-------- Textauszug

Des Blättchens 12. Jahrgang (XII), Berlin, 11. Mai 2009, Heft 10

Knut, Hals und Kropf

von Kathrin Schink

»Da könnt’ ich so ein’ Hals kriegen!« Mit Interesse betrachte ich die, von dem jungen Mann gegenüber, angedeuteten kräftigen Ausmaße seines Halses. Das wäre schon ein stattlicher Kropf, wie er heutzutage kaum noch zu sehen ist, da Vergrößerungen der Schilddrüse bald nach ihrem Sichtbarwerden operativ korrigiert und anschließend mit Medikamenten in Schach gehalten werden.
Was der Auslöser dieses massiven Frustausbruches ist, entgeht mir, weil sich hinter mir zwei ältere Damen besorgt darüber austauschen, wie es dem Eisbären Knut jetzt wohl ohne seinen »Papa« ginge? Die Dame im grünen Mantel, von ihrer Begleiterin mit dem Namen Hilde angesprochen, richtet sich die Frisur und leidet sichtlich mit Knut wegen seines jüngst verstorbenen Tierpflegers: »Sicher hat er sich die Trennung von seinem Süßen zu Herzen genommen!«
Die beiden Damen steigen am Bahnhof Zoo aus, und mein Blick schweift durch das S-Bahn-Abteil. Vielleicht erfahre ich ja doch noch, welche Ursache ein Kropf haben könnte!? Aber auch der junge Mann ist schon seiner Wege gegangen. Unwillkürlich – der Bahnhof Zoo im Nebel wirkt da wohl katalytisch – fallen mir weitere Sprüche ein, die zu meinen Kindertagen vorzugsweise von Oma kamen:
»Na, dir ist wohl einen Laus über die Leber gelaufen!«, war ihr Kommentar, wenn ich mißmutig in der Ecke hockte und mich schlecht fühlte.
»Den sticht der Hafer!«, entfuhr es ihr, wenn mein Bruder nach dem sonntäglichen Müsli-Frühstück wie ein wildgewordener Affe durch die Neubauwohnung raste und Streit suchte.
»Worüber zerbrichst du dir nur den Kopf?« Die kleine Grüblerin mit der beginnenden Kopfschmerzattacke, die sich innerlich gerade selbst beschimpfte, fühlte sich liebevoll in den Arm genommen, getröstet und, nachdem Oma einen Wortschwall hatte über sich ergehen lassen, auch kopfschmerzfiei.
Wieviel Wahrheit und wieviel Wissen um die Zusammenhänge von Körper und Seele steckt wohl in den »Sprüchen«, die heute nur noch so dahin gesagt werden? Will mir meine zugeschwollene, tropfende Nase sagen, daß ich gerade »die Nase voll« habe? Wenn ja, von wem oder wovon?
Zwar kann ich Oma heute nicht mehr fragen, doch sicher fielen Hilde und ihrer Freundin noch einige solcher Sätze ein, wenn ich sie auf ihrem Spaziergang durch den herbstlichen Zoo begleiten würde.
Das junge Grün erstrahlt, als die Sonne durch den Nebel dringt und ich spüre, wie sich meine Schultern entspannen, als würde eine Last von ihnen genommen. Ich strecke mich, und plötzlich schmerzt der untere Rücken nicht mehr – da hätte ich drei Stunden Zeit und die zehn Euro Praxisgebühr gewonnen, die ich heute beim Chiropraktiker lassen wollte und nun mit Hilde und ihrer Freundin teilen könnte.

----------------
-------- Bereitgestellte Daten

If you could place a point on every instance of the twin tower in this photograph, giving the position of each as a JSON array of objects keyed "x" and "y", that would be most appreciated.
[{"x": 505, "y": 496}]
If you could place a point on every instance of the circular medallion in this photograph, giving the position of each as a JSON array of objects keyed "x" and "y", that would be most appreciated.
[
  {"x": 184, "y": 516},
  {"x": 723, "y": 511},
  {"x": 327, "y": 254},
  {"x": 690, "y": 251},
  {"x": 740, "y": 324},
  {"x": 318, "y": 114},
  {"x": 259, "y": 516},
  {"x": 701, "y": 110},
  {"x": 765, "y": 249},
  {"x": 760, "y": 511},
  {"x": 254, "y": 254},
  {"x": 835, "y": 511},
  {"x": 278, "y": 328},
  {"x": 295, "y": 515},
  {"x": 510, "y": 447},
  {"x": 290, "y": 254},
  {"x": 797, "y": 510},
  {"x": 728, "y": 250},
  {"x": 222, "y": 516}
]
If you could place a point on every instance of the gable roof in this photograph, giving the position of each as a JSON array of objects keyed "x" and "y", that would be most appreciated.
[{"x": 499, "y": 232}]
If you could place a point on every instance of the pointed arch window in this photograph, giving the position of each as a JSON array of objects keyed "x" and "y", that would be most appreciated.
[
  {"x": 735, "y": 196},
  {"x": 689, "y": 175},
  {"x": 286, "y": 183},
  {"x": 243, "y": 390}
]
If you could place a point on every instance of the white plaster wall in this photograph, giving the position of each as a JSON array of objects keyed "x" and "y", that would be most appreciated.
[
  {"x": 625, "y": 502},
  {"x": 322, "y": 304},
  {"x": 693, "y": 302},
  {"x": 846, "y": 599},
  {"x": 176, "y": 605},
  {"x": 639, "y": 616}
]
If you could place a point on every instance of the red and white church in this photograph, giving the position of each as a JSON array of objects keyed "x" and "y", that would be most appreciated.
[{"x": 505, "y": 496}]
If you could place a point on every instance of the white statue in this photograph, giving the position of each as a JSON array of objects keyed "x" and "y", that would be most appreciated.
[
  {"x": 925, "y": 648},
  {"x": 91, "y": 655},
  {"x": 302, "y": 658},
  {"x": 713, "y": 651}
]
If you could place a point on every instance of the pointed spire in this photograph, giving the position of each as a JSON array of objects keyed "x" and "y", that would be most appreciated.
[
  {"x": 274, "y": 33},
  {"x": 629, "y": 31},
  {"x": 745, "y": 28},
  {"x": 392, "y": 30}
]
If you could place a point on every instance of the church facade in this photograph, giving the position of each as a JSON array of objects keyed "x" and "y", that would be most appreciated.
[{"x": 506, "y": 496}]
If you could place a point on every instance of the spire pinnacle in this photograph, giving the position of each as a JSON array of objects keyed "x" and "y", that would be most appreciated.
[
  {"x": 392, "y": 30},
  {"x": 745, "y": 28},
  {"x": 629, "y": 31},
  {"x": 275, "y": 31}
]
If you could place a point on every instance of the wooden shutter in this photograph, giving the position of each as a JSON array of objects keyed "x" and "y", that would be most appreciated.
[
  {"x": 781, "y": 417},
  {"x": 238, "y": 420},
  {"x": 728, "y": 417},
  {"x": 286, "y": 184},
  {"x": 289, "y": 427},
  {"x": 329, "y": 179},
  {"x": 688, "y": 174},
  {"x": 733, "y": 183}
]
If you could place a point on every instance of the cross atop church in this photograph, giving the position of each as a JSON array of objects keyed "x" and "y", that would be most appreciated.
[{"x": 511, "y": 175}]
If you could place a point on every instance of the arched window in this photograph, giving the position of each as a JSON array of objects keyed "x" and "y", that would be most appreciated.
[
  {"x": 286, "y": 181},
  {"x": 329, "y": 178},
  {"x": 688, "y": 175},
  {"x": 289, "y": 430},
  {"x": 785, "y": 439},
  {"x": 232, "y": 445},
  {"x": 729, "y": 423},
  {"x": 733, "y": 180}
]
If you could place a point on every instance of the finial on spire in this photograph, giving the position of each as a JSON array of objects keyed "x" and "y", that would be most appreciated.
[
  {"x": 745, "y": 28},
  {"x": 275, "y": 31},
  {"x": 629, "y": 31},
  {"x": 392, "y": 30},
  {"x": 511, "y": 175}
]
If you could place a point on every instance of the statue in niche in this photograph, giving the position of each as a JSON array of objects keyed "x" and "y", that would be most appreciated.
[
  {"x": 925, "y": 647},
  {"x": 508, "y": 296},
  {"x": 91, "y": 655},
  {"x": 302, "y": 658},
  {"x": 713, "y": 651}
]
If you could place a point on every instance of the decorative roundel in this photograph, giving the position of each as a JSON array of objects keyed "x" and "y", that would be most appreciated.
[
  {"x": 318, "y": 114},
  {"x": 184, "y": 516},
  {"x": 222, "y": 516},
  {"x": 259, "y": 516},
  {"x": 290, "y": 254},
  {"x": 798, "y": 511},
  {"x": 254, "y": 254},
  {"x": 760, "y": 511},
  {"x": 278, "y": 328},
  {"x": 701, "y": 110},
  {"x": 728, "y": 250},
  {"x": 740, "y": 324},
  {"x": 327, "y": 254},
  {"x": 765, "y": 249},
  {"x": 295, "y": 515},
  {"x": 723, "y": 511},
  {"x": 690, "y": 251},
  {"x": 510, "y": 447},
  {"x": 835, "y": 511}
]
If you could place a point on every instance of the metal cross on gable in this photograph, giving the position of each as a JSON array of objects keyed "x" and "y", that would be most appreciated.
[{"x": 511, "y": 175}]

----------------

» Arbeitsaufträge:
**A.** Übersetzen Sie den Satz „Die beiden Damen steigen am Bahnhof Zoo aus, und mein Blick schweift durch das S-Bahn-Abteil.“ aus dem Textauszug ins Englische.
**B.** Mit welchem Namen wird die Dame im grünen Mantel im Textauszug von ihrer Begleiterin angesprochen?
Die Datensätze stammen aus einer anderen Quelle.

» Lösungen:
**A.** The two ladies get off at Bahnhof Zoo, and my gaze wanders through the S-Bahn compartment.

**B.** Mit dem Namen Hilde.